The Dropkick Murphys

The Dropkick Murphys have plans to shake, rattle and roll our St. Patrick’s Day experience with their new disc Signed and Sealed in Blood and a national tour.

The album is their second with producer Ted Hutt (Gaslight Anthem, Old Crow Medicine Show), a partnership that raised the band’s profile with a hit holiday song, "The Season's Upon Us."

They’ve adopted a musical godfather in Bruce Springsteen, who jammed with the band and incorporated some Celtic fury into his own album Wrecking Ball. Lead singer Ken Casey has been invited by Springsteen to sing a song in his MusiCares tribute concert during Grammy Awards week.

The disc opens with the take-no-prisoners, made-for-the-sports-arena anthem "The Boys Are Back." It’s the caffeinated cousin of the stadium-shaking “I’m Shipping Up to Boston,” with a fist-pumping chorus of “the boys are back and they’re looking for trouble/and we’re coming for you” that screams over hand claps and loud bagpipes.

One (minor) complaint I’ve had this band is that their melody making was almost too good for punk rock. The notes were so well constructed in their songs that it seemed a shame to waste them in the requisite fast and furious punk rock beats.

On tracks like “Prisoner’s Song” and “Rose Tattoo,” the band savors the arrangement by slowing things down a bit and adding the sweet strum of a banjo or acoustic guitar without losing that essential rebellious snarl of this musical genre.

Records from a data source |
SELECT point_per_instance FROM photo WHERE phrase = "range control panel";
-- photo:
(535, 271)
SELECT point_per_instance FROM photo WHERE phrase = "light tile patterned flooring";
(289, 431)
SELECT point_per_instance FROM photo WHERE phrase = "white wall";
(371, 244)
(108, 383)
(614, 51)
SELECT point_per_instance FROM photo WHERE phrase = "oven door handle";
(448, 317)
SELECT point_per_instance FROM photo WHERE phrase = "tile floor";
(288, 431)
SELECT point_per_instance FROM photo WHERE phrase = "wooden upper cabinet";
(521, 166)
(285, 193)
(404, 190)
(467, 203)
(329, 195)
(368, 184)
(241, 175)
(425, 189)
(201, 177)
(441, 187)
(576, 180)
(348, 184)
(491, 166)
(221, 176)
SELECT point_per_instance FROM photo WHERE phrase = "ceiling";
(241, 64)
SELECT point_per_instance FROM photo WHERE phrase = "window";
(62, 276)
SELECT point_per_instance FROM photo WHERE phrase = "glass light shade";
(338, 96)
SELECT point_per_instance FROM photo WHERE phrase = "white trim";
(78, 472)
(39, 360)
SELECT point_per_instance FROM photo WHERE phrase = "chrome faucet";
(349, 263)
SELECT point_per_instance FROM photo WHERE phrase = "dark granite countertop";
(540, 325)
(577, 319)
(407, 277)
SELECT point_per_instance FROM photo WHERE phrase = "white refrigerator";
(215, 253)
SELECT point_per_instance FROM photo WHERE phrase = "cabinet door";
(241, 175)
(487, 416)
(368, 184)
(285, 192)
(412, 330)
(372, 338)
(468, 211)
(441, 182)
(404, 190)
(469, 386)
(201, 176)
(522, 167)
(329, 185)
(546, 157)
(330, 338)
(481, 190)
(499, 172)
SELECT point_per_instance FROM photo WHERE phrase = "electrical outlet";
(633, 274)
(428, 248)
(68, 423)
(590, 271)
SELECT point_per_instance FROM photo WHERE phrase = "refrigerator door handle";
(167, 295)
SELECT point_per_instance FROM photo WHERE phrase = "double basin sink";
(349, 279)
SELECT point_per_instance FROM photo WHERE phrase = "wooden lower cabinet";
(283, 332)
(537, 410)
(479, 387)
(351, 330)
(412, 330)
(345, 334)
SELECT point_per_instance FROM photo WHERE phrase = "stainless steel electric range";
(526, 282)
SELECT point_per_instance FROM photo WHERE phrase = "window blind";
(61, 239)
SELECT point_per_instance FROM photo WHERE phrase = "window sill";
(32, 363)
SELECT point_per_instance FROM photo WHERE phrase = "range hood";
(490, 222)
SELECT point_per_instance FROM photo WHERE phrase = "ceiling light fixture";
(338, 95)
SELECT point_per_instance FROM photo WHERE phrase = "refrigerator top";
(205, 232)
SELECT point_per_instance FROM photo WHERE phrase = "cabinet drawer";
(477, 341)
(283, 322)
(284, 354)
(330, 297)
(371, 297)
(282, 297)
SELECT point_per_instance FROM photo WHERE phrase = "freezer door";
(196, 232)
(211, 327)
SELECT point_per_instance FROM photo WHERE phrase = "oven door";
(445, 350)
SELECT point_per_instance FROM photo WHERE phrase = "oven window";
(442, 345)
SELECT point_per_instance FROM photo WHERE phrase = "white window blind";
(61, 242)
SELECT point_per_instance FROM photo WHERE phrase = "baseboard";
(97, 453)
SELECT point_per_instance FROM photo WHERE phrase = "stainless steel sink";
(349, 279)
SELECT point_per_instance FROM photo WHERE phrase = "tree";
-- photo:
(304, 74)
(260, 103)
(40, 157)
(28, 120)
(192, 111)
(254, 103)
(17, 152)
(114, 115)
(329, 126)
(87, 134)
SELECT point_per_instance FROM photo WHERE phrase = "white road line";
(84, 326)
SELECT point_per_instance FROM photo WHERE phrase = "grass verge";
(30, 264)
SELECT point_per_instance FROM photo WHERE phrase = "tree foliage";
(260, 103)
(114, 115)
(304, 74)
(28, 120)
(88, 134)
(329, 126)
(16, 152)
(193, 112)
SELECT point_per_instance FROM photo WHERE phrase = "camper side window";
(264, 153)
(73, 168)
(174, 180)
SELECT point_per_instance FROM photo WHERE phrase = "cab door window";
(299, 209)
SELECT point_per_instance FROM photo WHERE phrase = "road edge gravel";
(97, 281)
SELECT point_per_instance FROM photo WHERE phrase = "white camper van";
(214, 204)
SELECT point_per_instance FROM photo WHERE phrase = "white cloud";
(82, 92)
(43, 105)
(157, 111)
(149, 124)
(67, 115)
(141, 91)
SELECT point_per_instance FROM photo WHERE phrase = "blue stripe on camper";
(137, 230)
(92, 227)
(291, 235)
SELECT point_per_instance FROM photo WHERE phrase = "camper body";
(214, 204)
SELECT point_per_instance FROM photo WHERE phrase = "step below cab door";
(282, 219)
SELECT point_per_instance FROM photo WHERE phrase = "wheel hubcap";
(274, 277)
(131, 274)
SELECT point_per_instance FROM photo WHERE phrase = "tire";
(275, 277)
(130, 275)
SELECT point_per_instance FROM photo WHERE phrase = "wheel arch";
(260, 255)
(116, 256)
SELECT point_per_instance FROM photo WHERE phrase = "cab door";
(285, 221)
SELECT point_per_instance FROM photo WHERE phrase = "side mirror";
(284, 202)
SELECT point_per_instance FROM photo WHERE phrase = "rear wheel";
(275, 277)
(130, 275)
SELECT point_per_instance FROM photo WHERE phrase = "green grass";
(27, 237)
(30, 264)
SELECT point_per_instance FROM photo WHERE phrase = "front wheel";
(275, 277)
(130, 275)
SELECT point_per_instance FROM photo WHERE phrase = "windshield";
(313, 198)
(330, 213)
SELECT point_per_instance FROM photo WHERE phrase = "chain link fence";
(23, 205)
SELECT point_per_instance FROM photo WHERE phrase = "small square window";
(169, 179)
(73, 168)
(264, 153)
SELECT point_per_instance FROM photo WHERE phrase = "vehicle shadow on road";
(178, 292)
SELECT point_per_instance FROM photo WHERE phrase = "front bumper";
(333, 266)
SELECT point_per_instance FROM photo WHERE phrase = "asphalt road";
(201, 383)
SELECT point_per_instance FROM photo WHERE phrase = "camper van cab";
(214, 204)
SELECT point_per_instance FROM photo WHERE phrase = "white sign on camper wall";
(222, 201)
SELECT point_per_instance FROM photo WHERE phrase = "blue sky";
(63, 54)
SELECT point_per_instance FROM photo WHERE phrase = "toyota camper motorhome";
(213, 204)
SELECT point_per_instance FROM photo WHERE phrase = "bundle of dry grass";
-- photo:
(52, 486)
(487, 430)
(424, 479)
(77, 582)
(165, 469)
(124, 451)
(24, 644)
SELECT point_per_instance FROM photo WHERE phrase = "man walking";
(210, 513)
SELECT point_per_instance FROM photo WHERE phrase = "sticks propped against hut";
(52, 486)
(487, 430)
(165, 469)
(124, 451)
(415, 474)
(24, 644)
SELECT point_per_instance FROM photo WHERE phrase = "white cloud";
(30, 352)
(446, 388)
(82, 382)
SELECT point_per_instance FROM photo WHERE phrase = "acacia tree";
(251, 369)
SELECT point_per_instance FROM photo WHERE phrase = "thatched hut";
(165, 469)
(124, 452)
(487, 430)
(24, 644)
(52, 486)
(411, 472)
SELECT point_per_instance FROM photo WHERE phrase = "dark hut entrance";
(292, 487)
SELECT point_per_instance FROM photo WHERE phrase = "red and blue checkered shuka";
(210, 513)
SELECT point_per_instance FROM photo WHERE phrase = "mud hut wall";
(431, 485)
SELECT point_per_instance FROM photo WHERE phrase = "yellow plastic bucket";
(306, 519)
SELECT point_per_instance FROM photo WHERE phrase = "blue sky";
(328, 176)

Activity 1 | State whether each statement agrees with the Dropkick Murphys review, answering yes or no and quoting the deciding words: (a) Signed and Sealed in Blood is the band's second album with producer Ted Hutt. (b) Ken Casey invited Bruce Springsteen to sing at a tribute concert. (c) The disc opens with "Rose Tattoo."
Activity 2 | Summarize the Dropkick Murphys review in two sentences.
Activity 3 | Carry the Dropkick Murphys review forward from its final sentence.
The listing is separate material, unrelated to the Dropkick Murphys review.

Output 1 |
(a) Yes: "The album is their second with producer Ted Hutt"
(b) No: "Lead singer Ken Casey has been invited by Springsteen to sing a song in his MusiCares tribute concert"
(c) No: "The disc opens with the take-no-prisoners, made-for-the-sports-arena anthem "The Boys Are Back.""

Output 2 | The Dropkick Murphys are marking St. Patrick's Day with a national tour and Signed and Sealed in Blood, their second album with producer Ted Hutt, and they have gained a musical godfather in Bruce Springsteen. The disc opens with the arena anthem "The Boys Are Back," while tracks like "Prisoner's Song" and "Rose Tattoo" slow down and add banjo or acoustic guitar without losing the genre's rebellious snarl.

Output 3 |
But please don’t think the lads have softened! On “The Season’s Upon Us,” the band sings a glorious Christmas tune so dysfunctional it makes “Fairytale of New York” feel like a Bing Crosby classic.

“My sisters are whack jobs I wish I had none/their husbands are losers and so are their sons,” Al Burr sings. “With family like this I would have to confess/I’d be better off lonely, distraught and depressed.”

Dropkick Murphys will be supporting the new album with their 2013 "St. Patrick's Day Tour," which will begin on February 21 in Cleveland and conclude with three dates in their hometown of Boston, including the fulfillment of the band's career-long dream of headlining the Boston Garden, now known as TD Garden, on March 15.

The show will be billed as "Dropkick Murphys Irish Festival," with bands and attractions on two stages. The entire tour will have an epic finale on St. Patrick's Day (March 17) at the House of Blues on Boston's famed Lansdowne Street.

Other dates include the Electric Factory in Philly on March 9, and Terminal 5 in New York on March 12 and 13.